In the material below, count the lines with the word "water" and state that number only.

++++++++++++++++++++

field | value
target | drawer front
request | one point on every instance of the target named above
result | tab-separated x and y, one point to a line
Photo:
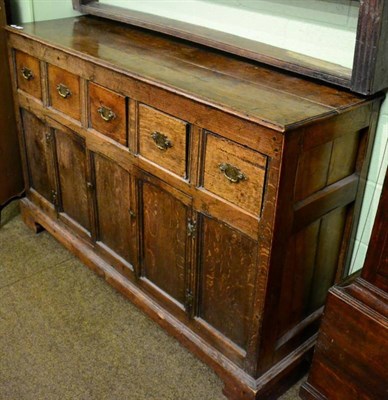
234	172
28	74
64	91
163	139
108	113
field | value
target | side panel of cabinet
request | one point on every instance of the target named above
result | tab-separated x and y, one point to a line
72	177
115	211
226	285
38	151
164	238
11	179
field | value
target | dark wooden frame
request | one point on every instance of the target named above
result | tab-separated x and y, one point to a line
370	68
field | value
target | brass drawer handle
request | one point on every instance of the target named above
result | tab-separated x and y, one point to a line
27	74
162	141
232	173
63	91
106	113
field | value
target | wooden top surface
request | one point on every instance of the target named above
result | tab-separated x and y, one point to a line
272	98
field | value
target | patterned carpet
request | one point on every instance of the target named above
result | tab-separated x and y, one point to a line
66	334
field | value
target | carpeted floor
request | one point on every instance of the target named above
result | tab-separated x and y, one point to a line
66	334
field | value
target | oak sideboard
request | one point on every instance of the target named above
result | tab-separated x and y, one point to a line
219	195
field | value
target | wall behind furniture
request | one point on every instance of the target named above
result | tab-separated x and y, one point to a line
318	28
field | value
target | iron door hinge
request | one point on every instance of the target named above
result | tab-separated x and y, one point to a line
189	302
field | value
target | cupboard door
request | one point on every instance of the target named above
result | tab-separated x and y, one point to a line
37	138
165	239
72	177
227	283
114	209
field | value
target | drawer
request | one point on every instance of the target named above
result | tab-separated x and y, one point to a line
108	113
28	74
234	172
163	139
64	91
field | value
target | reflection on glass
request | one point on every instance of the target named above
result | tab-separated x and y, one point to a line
324	29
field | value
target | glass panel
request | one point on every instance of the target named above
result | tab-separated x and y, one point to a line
324	29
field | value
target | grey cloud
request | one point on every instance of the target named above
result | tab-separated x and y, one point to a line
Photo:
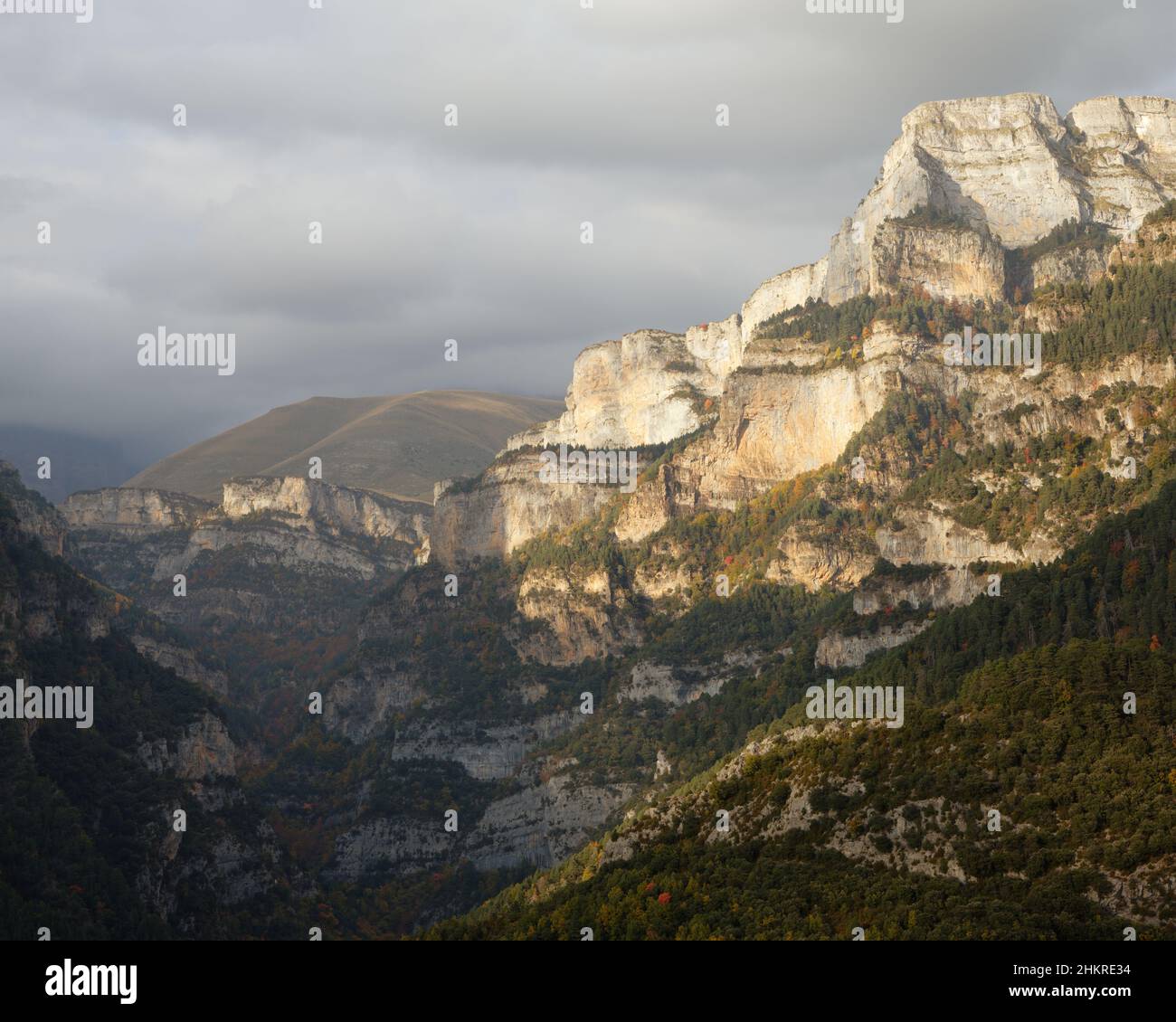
471	233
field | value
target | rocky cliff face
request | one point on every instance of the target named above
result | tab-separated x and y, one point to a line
1000	175
507	506
133	512
949	262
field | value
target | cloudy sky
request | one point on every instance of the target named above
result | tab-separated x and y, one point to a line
470	232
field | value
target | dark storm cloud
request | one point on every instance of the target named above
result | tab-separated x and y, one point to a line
470	233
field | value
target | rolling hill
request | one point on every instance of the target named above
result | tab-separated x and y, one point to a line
395	445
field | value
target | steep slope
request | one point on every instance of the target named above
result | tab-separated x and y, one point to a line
274	574
398	446
1020	798
690	626
90	845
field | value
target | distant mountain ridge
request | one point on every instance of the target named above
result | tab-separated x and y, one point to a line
398	446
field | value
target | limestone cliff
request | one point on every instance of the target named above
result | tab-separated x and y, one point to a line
986	176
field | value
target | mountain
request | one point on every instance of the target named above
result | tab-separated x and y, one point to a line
75	461
1018	800
579	677
92	846
398	446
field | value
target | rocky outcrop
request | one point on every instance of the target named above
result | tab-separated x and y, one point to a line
640	391
583	615
951	587
951	262
836	650
133	512
989	175
321	507
507	506
35	516
204	752
928	537
184	662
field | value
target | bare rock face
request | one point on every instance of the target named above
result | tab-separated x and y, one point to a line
952	587
506	507
819	563
583	615
1078	263
184	662
992	175
204	752
322	506
1010	166
791	289
133	512
836	650
932	539
947	261
35	516
640	390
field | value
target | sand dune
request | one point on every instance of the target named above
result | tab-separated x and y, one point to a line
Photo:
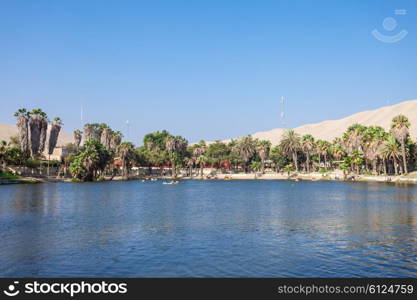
7	131
328	130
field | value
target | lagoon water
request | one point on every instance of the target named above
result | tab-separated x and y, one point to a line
208	229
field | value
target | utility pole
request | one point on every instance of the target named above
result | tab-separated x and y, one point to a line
128	129
283	123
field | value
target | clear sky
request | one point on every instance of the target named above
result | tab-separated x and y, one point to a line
204	69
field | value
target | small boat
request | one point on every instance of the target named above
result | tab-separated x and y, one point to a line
171	182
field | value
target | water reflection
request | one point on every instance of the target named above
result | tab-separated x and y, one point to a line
217	228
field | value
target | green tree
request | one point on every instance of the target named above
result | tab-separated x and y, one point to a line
263	151
400	129
90	161
246	149
308	146
290	145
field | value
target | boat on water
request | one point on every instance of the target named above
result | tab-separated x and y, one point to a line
171	182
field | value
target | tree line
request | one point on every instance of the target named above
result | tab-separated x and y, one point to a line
360	150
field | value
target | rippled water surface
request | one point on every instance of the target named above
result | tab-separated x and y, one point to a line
208	228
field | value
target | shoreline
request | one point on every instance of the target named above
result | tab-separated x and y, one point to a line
331	176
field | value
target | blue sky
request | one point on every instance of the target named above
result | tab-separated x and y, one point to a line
203	69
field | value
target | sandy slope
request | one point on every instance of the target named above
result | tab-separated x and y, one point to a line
7	131
328	130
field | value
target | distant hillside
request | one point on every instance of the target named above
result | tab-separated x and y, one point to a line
7	131
328	130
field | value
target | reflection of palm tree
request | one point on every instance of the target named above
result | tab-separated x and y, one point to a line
22	124
399	129
290	144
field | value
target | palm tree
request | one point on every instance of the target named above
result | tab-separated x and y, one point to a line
105	137
263	152
290	144
175	146
356	158
3	153
22	124
255	166
390	150
88	131
352	138
115	140
372	140
323	149
201	161
189	163
37	131
126	150
246	149
53	137
87	164
78	135
400	129
307	145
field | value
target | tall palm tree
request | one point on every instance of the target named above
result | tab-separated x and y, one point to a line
125	151
189	163
400	129
115	140
43	134
22	123
246	149
323	149
372	140
352	138
307	146
88	131
390	150
3	153
105	137
36	129
175	146
356	158
201	161
53	137
290	144
78	135
263	151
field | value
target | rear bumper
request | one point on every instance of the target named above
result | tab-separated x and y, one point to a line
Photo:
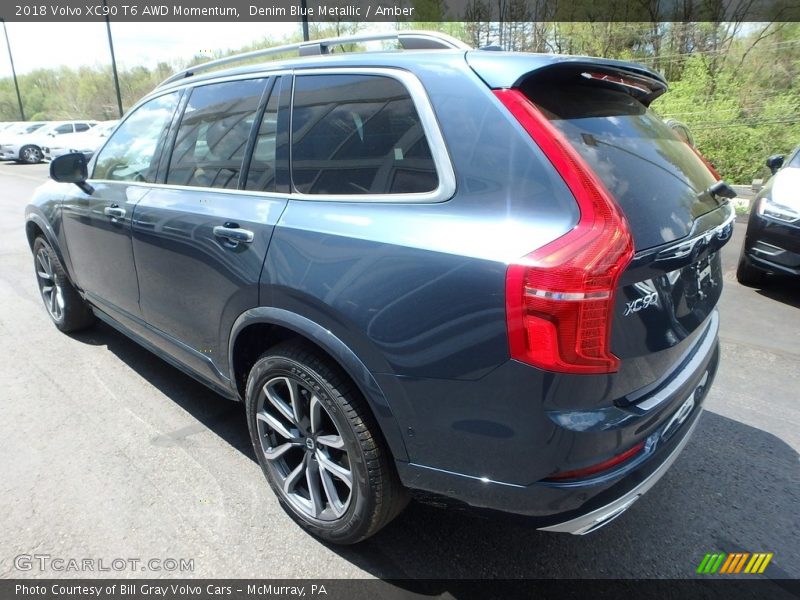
595	519
582	505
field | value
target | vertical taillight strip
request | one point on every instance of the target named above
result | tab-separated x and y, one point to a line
560	298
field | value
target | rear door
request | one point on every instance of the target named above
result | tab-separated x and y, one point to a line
663	187
200	240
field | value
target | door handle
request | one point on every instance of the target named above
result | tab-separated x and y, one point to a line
234	233
115	212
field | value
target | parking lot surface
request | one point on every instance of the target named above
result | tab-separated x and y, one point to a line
109	452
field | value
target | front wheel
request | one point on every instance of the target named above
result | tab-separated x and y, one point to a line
30	154
319	446
68	311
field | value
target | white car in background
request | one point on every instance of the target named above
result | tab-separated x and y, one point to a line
27	147
12	132
85	142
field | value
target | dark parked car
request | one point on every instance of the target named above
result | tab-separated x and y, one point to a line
486	275
772	241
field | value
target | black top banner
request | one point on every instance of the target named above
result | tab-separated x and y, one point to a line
404	10
377	589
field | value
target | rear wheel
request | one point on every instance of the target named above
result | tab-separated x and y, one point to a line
319	446
30	154
65	306
749	275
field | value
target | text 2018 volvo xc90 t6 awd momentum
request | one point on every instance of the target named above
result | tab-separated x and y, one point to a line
491	276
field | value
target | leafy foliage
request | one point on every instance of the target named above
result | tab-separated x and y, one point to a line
736	85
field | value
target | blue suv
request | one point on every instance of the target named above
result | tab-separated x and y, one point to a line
489	276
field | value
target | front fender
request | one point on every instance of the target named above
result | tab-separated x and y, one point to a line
337	349
34	218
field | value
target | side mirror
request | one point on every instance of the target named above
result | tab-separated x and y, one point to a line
71	168
775	162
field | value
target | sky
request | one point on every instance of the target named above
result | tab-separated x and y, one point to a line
43	45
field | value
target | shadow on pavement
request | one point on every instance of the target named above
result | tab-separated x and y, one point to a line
735	488
220	415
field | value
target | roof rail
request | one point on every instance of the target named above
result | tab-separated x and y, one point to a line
409	40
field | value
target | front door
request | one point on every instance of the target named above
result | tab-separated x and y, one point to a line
200	240
98	225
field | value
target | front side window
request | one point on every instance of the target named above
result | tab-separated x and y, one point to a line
358	134
130	154
213	134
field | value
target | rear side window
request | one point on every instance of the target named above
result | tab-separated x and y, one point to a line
213	133
261	174
359	135
131	153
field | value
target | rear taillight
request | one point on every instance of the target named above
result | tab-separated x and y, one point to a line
560	298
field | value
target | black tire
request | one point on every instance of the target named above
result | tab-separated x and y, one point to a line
68	311
749	275
375	496
30	154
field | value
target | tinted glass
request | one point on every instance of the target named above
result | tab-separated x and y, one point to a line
261	174
130	154
358	134
213	134
794	160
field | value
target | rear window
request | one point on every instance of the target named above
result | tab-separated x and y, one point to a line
657	179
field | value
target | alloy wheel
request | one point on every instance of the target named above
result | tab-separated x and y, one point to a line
304	448
51	291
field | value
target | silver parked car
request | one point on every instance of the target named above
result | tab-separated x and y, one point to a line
86	142
27	147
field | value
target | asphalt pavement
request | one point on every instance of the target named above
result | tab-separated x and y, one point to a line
109	452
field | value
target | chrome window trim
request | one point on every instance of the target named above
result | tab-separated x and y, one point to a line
430	125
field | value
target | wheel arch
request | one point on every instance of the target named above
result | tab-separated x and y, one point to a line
36	225
266	326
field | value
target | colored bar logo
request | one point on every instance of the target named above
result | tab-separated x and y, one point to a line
735	562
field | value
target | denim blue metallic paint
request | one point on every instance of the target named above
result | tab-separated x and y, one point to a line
410	299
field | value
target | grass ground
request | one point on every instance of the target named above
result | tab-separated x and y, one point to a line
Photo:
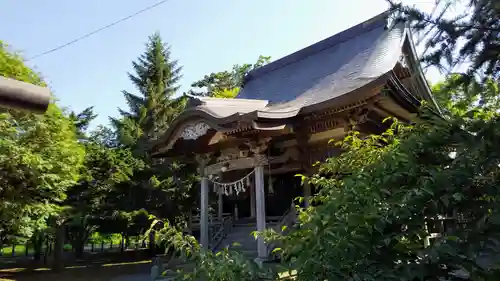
100	272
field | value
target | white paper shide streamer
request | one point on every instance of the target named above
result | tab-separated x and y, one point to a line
235	187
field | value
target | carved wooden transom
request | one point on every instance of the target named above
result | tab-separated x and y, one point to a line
194	131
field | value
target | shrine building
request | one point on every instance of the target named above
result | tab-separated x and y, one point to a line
249	149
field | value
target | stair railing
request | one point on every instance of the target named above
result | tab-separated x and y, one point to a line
287	220
221	232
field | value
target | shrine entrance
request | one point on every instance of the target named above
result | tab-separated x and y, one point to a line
248	149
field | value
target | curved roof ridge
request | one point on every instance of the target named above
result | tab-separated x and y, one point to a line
338	38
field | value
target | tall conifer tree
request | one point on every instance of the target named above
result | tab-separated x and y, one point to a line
156	76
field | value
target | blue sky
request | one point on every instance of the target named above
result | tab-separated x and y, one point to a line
206	36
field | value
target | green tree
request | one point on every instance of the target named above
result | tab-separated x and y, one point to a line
40	158
471	36
226	84
150	112
459	99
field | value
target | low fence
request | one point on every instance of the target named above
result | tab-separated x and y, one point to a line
27	250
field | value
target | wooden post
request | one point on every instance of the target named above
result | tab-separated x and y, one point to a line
260	209
307	193
252	200
220	204
204	212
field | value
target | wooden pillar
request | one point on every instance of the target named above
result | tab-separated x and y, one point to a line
252	200
204	239
220	205
204	213
260	209
307	193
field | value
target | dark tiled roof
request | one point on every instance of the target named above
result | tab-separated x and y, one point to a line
327	69
313	76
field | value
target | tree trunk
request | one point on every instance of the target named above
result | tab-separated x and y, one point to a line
57	263
79	249
152	242
122	243
37	246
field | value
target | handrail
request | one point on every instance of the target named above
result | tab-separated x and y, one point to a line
287	220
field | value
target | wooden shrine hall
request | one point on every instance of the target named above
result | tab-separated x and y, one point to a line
249	148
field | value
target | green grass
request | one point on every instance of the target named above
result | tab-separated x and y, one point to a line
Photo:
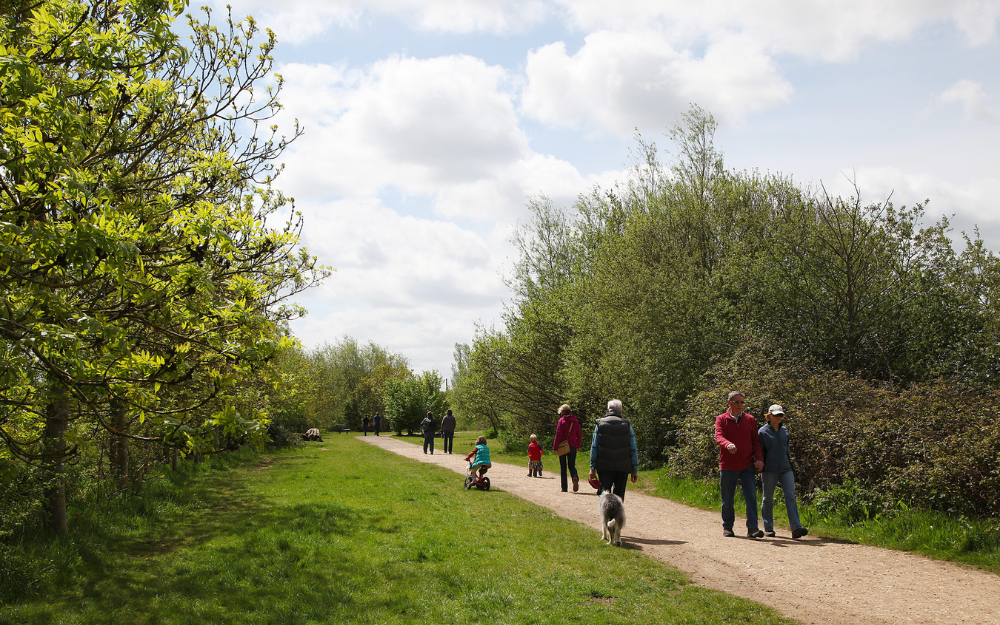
466	440
353	534
933	534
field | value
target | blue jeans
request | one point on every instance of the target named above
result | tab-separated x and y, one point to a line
570	460
787	481
728	481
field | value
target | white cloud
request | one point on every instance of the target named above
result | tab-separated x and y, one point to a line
413	123
618	81
832	31
413	285
440	128
976	103
296	21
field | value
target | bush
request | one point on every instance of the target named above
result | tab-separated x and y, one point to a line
932	446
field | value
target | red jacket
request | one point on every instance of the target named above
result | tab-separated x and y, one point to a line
743	435
568	429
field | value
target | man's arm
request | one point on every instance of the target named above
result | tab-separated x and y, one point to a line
633	454
593	455
755	442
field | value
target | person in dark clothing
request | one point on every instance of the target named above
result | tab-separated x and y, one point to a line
613	453
568	429
448	431
428	427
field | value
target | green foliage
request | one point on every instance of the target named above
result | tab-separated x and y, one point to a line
336	536
407	401
640	289
932	445
852	512
143	292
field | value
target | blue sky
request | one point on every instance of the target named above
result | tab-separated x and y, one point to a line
429	124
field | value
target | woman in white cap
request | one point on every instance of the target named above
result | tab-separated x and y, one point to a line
774	443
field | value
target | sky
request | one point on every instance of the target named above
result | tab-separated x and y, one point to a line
430	123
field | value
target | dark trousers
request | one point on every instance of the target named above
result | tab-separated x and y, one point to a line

++++++++++++++++++++

Result of the task: 4